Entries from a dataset
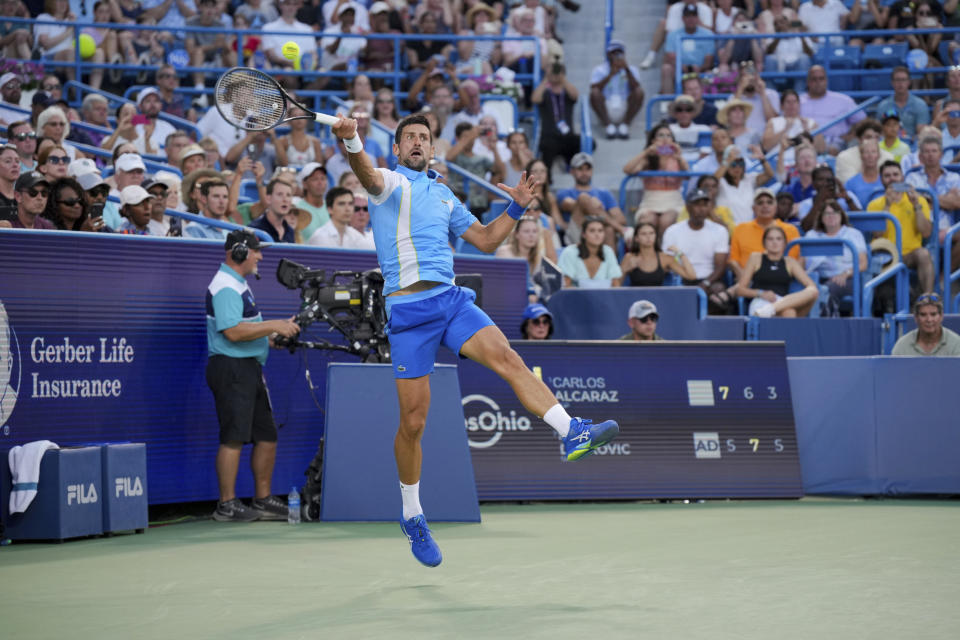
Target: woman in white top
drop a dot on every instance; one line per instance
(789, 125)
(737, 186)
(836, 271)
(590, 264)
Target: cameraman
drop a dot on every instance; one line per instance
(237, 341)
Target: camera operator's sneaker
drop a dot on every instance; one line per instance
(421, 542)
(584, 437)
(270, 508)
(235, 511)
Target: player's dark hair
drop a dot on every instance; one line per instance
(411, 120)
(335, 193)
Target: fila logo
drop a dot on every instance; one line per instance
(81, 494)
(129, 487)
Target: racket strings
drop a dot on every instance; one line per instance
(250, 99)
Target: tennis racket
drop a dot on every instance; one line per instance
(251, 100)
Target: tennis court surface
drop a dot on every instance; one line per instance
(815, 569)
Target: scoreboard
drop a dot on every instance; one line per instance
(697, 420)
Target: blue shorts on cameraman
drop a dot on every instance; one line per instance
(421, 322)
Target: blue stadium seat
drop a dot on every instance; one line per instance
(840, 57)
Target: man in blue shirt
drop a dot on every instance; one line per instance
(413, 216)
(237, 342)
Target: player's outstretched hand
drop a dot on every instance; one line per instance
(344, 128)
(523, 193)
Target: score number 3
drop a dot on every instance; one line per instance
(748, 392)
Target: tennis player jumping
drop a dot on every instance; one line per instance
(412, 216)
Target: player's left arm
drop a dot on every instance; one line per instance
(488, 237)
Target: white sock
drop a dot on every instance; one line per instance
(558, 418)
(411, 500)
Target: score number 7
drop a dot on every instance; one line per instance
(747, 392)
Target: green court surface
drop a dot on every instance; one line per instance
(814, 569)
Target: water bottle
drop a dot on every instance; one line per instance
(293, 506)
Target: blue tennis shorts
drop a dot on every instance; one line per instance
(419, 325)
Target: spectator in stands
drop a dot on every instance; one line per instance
---
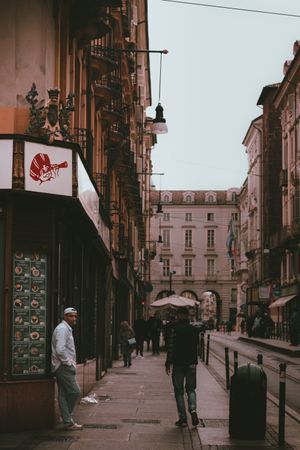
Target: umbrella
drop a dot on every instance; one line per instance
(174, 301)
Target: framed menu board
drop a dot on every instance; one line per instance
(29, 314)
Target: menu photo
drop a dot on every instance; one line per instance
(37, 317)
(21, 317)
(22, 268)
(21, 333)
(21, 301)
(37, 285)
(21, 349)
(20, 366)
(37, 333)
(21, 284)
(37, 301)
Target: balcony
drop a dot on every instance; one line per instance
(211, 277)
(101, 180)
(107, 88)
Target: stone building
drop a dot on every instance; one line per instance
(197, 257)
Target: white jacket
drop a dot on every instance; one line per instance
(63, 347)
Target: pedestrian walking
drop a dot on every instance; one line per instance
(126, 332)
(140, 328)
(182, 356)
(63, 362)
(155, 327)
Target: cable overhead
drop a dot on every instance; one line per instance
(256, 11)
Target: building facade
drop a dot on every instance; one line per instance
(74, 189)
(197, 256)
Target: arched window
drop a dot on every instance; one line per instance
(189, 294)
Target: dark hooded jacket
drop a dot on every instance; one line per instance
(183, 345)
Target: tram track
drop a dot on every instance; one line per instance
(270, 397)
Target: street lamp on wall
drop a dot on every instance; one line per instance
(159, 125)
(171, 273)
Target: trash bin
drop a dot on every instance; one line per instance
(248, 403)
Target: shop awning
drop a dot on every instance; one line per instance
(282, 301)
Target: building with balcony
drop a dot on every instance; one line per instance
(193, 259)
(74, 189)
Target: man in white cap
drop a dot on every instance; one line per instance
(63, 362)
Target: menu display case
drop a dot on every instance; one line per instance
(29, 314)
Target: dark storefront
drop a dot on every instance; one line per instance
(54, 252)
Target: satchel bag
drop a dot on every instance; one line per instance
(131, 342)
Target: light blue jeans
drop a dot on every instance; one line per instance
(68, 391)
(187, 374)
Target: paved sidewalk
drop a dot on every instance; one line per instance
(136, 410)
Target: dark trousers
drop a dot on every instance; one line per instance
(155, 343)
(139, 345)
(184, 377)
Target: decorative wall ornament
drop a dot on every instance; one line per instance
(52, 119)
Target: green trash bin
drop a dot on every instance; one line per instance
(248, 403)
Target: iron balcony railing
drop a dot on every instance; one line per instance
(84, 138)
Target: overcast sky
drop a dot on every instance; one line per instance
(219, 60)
* * *
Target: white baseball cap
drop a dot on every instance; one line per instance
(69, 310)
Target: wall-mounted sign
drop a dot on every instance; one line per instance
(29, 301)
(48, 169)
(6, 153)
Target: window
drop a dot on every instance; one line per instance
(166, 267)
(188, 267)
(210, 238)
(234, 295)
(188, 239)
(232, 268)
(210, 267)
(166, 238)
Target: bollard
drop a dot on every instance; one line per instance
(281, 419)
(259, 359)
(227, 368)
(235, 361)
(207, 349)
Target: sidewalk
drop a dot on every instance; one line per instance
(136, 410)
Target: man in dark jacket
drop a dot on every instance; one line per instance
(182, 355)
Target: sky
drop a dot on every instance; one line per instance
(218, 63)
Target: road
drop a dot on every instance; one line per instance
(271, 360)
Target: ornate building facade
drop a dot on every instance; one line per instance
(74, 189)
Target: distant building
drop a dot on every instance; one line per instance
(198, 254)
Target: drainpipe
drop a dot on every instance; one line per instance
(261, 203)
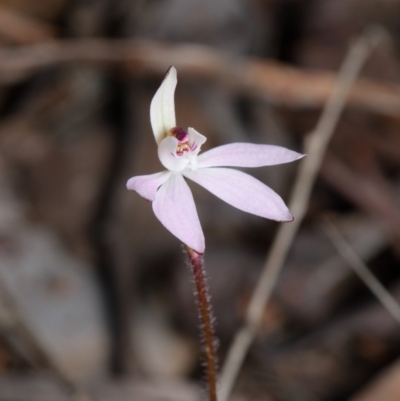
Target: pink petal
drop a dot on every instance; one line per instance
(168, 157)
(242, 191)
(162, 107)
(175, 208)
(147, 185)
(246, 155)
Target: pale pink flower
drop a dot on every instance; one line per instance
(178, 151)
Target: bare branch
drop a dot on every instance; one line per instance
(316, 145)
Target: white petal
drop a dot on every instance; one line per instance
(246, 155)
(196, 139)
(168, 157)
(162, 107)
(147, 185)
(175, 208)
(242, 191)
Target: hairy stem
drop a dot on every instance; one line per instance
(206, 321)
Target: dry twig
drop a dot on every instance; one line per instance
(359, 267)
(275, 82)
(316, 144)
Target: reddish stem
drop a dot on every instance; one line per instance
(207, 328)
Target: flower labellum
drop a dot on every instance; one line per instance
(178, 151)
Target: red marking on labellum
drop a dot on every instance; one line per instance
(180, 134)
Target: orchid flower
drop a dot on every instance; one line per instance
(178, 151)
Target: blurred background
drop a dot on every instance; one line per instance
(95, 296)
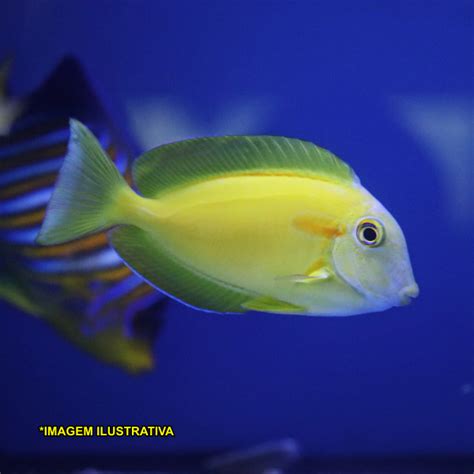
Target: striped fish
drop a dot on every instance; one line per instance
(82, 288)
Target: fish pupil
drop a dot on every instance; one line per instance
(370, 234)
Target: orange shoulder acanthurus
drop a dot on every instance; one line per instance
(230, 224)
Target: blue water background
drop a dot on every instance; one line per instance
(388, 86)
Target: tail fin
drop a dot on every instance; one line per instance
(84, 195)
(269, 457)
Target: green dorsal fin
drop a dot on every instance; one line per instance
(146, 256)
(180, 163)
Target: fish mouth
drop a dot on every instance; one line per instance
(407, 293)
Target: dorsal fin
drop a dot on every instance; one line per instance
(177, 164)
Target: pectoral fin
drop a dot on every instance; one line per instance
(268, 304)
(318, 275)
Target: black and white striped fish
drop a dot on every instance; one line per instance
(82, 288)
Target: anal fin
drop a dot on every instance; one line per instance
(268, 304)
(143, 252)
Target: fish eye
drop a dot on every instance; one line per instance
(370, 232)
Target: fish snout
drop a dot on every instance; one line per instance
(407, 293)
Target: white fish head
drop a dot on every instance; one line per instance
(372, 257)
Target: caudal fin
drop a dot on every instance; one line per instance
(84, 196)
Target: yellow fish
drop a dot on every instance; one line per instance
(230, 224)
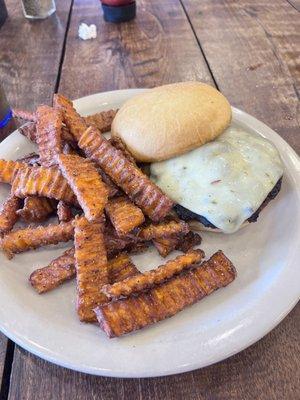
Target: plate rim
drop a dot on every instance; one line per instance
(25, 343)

Task instructions:
Filter the lines above to keep every one that contains the word "tennis", matching case exactly, and copy each one you keep.

Expected answer:
Target: tennis racket
Target: tennis court surface
Target: tennis player jumping
Target: blue tennis shorts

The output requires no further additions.